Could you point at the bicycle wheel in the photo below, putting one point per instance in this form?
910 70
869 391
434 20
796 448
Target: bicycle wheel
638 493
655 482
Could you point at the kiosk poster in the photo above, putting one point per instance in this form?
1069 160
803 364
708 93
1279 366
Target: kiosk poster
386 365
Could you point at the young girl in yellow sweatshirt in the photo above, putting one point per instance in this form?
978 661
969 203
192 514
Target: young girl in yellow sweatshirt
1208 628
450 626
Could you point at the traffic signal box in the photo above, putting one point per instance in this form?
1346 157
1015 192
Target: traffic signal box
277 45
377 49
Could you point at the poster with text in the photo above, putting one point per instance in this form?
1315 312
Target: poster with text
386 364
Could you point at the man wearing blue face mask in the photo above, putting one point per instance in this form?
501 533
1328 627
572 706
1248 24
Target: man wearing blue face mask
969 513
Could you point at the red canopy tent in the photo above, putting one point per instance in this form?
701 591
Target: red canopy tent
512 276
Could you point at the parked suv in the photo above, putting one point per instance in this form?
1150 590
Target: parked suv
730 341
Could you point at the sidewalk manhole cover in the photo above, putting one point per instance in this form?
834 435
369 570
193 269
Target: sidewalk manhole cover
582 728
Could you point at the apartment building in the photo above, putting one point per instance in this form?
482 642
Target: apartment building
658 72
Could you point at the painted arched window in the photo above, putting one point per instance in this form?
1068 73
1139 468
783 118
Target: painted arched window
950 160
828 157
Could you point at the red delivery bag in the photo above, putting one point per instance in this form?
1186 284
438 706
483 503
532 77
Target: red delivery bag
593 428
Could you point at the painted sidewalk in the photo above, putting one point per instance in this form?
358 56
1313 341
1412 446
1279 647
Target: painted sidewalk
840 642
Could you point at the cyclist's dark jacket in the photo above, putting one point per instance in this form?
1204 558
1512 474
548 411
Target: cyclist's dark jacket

_ _ _ _ _ _ _

* _Goal of the exercise_: Copy out each record, keeping every word as it is.

* _Exercise result_:
Could you point at the bicycle wheel in the photo below, putting one point per instance in this form?
910 70
869 391
434 20
796 448
Target: bicycle wheel
638 493
655 482
Could you point at the kiosk poster in the photo above, putting one point per instance in this form?
1069 160
803 364
708 93
1279 366
Target: kiosk poster
386 365
Could you point at the young girl in yellow sweatshirt in the photo above, putting one point per instance in this form?
978 661
969 203
192 514
Target: young girl in yellow sweatshirt
1208 628
450 626
Could you point at the traffic signal box in the photo above, putting one point per instance in this form?
1346 157
1015 192
Target: traffic signal box
277 45
377 49
Could you point at the poster with text in the photo above, putting one point per instance in this form?
1315 312
Target: poster with text
386 364
Could you point at the man wearing blue face mask in the photo above, putting one point per instance in this form?
501 533
1328 627
572 706
1248 24
Target: man wearing blue face mask
969 513
Could you point at the red canopy tent in the photo above, putting one point per instance in this form?
701 591
Target: red canopy tent
512 276
Could you point at the parked suv in the photo above, putting one point per instance in this form?
1150 590
Target: parked suv
730 341
Could you point at the sidewalk manhole cover in the photo above, putting one point per instance in this form?
834 435
369 570
193 269
Target: sidewalk manhole cover
582 728
Could you point at the apartment building in the photo above, putting one point per instance in this form?
482 642
Target: apartment building
658 72
Could you point at the painted arched window in the photo above, putting one point per instance in this form?
1068 73
1139 468
783 118
Target: painted arched window
950 160
828 157
Could you point at the red delivery bag in the photo above, putting one point per instance in this form?
1186 284
438 706
483 503
532 77
Target: red delivery bag
593 428
Could you point at the painted sidewalk in the photo above, putting one point per instance in this form?
358 56
1313 341
1412 446
1279 647
Target: painted sidewalk
840 642
Could you point at the cyclist's dark jacket in the photo above, putting one point per instance in this form?
1204 558
1512 474
548 411
Target: cyclist's dark jacket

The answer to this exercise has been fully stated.